Recorded data
-- Begin --

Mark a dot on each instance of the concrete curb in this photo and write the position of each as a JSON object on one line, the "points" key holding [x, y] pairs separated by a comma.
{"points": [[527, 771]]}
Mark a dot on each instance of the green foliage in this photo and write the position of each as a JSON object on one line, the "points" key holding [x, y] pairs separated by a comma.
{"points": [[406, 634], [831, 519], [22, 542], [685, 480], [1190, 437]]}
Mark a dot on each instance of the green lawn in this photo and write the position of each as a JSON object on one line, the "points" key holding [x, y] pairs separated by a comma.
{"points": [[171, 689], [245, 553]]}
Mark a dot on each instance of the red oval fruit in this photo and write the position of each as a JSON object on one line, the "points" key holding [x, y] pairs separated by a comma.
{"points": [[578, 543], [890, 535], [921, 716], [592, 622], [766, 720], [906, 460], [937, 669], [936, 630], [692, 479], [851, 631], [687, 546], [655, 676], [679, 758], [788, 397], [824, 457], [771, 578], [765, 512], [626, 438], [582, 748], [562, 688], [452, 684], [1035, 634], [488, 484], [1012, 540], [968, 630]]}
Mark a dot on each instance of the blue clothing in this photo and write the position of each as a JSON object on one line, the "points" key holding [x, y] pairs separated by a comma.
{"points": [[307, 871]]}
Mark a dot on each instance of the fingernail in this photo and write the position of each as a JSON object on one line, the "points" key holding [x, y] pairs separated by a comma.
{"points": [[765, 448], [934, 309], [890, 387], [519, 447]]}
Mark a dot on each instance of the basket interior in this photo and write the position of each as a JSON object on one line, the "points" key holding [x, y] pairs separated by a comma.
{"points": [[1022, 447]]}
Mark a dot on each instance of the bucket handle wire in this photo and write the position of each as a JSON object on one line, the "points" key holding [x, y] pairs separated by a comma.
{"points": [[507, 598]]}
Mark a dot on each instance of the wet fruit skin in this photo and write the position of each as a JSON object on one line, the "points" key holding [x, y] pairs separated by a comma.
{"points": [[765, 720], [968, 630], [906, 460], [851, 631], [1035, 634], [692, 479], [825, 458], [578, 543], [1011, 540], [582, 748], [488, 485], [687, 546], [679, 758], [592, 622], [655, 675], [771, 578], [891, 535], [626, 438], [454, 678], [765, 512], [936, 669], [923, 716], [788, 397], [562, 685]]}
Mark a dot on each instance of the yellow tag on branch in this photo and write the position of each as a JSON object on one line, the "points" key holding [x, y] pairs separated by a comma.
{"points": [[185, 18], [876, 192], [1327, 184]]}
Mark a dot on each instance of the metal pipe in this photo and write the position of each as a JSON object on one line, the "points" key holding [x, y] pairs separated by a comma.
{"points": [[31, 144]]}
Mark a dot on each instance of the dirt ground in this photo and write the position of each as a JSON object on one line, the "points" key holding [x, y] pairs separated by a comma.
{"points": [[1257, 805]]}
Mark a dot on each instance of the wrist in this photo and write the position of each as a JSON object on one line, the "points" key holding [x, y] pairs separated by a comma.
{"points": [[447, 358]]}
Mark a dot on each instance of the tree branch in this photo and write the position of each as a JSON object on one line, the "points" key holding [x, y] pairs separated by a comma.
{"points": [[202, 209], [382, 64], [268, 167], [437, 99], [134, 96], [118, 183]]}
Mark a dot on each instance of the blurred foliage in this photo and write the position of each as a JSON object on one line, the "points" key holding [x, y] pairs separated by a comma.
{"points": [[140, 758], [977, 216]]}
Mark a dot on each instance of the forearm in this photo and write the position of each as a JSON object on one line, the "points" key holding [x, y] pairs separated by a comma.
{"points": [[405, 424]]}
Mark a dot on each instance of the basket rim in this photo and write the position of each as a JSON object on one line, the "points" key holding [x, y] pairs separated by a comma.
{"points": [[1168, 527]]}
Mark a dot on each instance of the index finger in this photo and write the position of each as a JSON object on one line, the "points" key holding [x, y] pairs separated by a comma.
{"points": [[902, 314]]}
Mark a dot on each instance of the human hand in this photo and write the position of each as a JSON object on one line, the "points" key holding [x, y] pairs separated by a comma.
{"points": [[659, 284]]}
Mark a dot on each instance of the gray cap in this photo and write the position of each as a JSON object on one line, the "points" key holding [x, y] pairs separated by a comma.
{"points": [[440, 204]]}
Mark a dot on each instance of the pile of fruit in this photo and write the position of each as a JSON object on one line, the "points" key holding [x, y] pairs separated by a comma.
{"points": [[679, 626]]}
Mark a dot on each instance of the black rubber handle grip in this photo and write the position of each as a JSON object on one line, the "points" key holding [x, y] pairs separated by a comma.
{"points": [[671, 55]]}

-- End --

- Given problem:
Copy every line of the records above without changing anything.

- Response to this exercise:
Mark a dot on each instance of the concrete curb in this photo and write the position of each as a JSON object on one line, the "points" key holding [x, y] pairs separated by a comma.
{"points": [[527, 771]]}
Mark a dot on each instance of the green foliage in this photo and write the position of each as a JSON object on one line, the "points" key holding [x, y] pairs separated by a comma.
{"points": [[406, 634], [831, 519], [22, 542], [685, 480], [1190, 437]]}
Mark a dot on each instance of the green lawn in this photo and write the position of each as a JSON object on one line, the "points" key holding [x, y] pairs separated by a comma.
{"points": [[171, 689], [245, 553]]}
Mark a dot on each instance of the red oval fruit in this photo and write the position of each as a JSON object on one line, the "points" key holding [x, y] pairs separated by a comma.
{"points": [[578, 543], [890, 535], [921, 716], [592, 622], [766, 720], [906, 460], [937, 669], [936, 630], [692, 479], [851, 631], [687, 546], [655, 676], [679, 758], [788, 397], [824, 457], [771, 578], [765, 512], [626, 438], [582, 748], [562, 688], [452, 684], [1035, 634], [488, 484], [1012, 540], [968, 630]]}
Mark a dot on each instance of the blue clothing in this photo and write the position of each as a JSON object on one line, the "points" key holding [x, y] pairs separated by a comma.
{"points": [[307, 871]]}
Mark a dot on each instance of the fingernail in this photo and write the position of each as a JSON object on one line, the "points" key holding [x, y] pairs separated by a comma.
{"points": [[765, 448], [934, 309], [890, 387], [519, 447]]}
Mark a dot on each instance of the basket interior in this photo and write the position of each as a JSON object on one line, the "points" key holding [x, y] pairs separated by a comma.
{"points": [[1022, 447]]}
Mark a dot on each instance of the bucket handle wire in this photo and write the position of each as a JSON object on one line, the "points" key holding [x, y] pairs separated by a comma.
{"points": [[507, 598]]}
Mark a dot on each instance of the wet fruit skin in this photo and write the position of each as a JSON object on one line, the "points" key holding [x, y] pairs separated by a comma.
{"points": [[765, 720], [968, 630], [906, 460], [851, 631], [1035, 634], [692, 479], [825, 458], [578, 543], [1011, 540], [582, 748], [488, 485], [687, 546], [679, 758], [592, 622], [655, 675], [771, 578], [891, 535], [626, 438], [454, 678], [765, 512], [936, 669], [923, 716], [788, 397], [562, 685]]}
Mark a dot on each instance of the yellow tag on branch in this photo and write the position of each as a JSON object on one line, the "points" key holding [x, y] pairs separated by a comma.
{"points": [[185, 18], [876, 192], [1327, 184]]}
Mark a dot on each instance of the metal pipe in this photo and write the position of each as a JSON object on one line, the "points" key holding [x, y] pairs separated by a comma.
{"points": [[31, 144]]}
Mark a dot on each instance of the dirt ground in this photo and write the position of each as a JSON object on one line, the "points" key holding [x, y] pairs separated by a comma.
{"points": [[1257, 805]]}
Mark a dot on each instance of the wrist in this photo and write the position of each as a JSON object on one line, the "points" key holding [x, y] pairs separated by a comma.
{"points": [[447, 358]]}
Mark a dot on each instance of the tree branch in this photo and write the position of each as a JSON object on one line, the "points" key holding [x, y] pairs separated by a comma.
{"points": [[202, 209], [382, 64], [268, 167], [437, 99], [134, 96], [118, 183]]}
Mark a dot on each instance of the blurred foliage in this photo and write the position of each as a JSON object on one line, the "points" key holding [x, y] pairs separated by a comma.
{"points": [[140, 758], [977, 216]]}
Mark a dot on each instance of the forearm in this photo and write the position of each as a JSON object on one line, the "points" key holding [x, y] pairs separated by a comma.
{"points": [[405, 424]]}
Mark a dot on each instance of the basket rim in this photo and write the position of each as a JSON object on one line, the "points" key holding [x, y] pairs separated by a comma.
{"points": [[1168, 527]]}
Mark a dot on each instance of the index finger in this photo and write the position of each as a JSON object on one line, the "points" key holding [x, y] pairs separated by a comma.
{"points": [[902, 314]]}
Mark a dot on each instance of the human hand in this photo and write the position of each as a JSON object on one line, the "points" key holding [x, y] pairs separated by a comma.
{"points": [[659, 284]]}
Mark a dot on each instance of the gray cap in this photo and write the position of each as a JSON object on one line, the "points" key holding [x, y] pairs separated by a comma.
{"points": [[440, 204]]}
Mark a dot on each instance of the pile of fruit in this photo and write the position of each as a JSON object on one line, the "points" key holding [x, y] pairs separated by a comma.
{"points": [[679, 626]]}
Mark a dot on each instance of the black rubber handle grip in this photo and write the position of each as a JSON object on one line, the "points" key holding [x, y] pairs separated by a comma.
{"points": [[671, 55]]}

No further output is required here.